SET PROBLEM:
Put the records below into a JSON list of strings, beginning with their first line and continuing through the line containing "Target: marsh grass", both ends included. Give one string per line and omit any blank lines.

RECORDS TO PROCESS:
■ ■ ■ ■
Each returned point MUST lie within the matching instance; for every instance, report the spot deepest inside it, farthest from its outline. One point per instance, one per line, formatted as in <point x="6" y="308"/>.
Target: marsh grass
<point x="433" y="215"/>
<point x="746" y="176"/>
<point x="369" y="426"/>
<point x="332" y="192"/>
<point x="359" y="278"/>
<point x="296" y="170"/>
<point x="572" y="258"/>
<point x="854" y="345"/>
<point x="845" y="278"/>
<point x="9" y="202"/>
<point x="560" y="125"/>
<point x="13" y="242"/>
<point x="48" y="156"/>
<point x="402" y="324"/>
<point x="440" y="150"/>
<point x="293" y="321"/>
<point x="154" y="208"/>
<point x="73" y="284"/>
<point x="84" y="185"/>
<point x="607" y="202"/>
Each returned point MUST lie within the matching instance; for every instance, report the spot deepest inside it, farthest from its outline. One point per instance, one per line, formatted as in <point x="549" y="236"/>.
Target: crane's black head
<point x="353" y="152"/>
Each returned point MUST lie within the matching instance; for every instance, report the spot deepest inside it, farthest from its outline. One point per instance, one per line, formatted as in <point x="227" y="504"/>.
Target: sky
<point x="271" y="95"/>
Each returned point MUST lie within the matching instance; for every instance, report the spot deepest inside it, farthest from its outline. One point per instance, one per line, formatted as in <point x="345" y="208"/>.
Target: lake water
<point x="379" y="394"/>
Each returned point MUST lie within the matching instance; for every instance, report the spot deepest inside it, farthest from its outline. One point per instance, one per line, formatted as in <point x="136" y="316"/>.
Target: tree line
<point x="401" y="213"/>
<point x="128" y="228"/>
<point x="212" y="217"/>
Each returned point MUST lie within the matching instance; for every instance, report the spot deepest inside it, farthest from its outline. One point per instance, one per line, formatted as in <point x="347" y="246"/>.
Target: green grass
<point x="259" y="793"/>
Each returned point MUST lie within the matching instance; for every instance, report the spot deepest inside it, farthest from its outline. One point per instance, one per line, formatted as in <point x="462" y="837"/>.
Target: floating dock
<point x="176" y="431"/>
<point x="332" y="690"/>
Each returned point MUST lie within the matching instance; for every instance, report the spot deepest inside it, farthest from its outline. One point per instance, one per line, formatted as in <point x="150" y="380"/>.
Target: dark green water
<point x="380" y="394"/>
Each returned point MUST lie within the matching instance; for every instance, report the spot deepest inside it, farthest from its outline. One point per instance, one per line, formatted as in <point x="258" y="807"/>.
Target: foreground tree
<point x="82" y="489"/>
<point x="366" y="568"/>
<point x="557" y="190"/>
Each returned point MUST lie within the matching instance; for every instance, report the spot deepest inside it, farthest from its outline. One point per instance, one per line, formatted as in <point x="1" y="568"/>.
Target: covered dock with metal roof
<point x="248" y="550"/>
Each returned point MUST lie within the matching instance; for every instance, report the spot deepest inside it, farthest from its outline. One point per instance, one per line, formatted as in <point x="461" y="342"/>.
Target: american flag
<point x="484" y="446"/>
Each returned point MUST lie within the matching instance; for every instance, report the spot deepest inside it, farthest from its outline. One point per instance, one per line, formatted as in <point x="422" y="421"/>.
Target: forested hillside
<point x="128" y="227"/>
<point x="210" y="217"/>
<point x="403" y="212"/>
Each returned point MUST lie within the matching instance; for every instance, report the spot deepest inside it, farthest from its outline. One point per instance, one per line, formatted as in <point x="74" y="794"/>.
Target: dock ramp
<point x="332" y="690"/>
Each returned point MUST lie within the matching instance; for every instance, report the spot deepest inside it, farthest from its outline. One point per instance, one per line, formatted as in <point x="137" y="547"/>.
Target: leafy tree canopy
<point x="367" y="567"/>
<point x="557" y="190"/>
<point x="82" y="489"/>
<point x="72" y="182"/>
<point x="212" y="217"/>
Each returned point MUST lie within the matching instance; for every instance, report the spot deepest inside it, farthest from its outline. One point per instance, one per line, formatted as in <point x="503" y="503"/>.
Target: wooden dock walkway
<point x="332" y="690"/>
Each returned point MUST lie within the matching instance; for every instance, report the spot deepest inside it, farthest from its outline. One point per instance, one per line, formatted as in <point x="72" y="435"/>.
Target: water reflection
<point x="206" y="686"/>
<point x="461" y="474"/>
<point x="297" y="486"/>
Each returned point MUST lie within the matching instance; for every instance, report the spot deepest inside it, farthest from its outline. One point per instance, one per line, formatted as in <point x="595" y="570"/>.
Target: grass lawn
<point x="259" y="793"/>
■ ■ ■ ■
TASK RESULT:
[
  "Each returned point MUST lie within the matching instance; for every instance, report the spot deepest inside it, farthest from its outline. One point per instance, one per line, formatted as in <point x=\"6\" y=\"308\"/>.",
  "Target: marsh grass"
]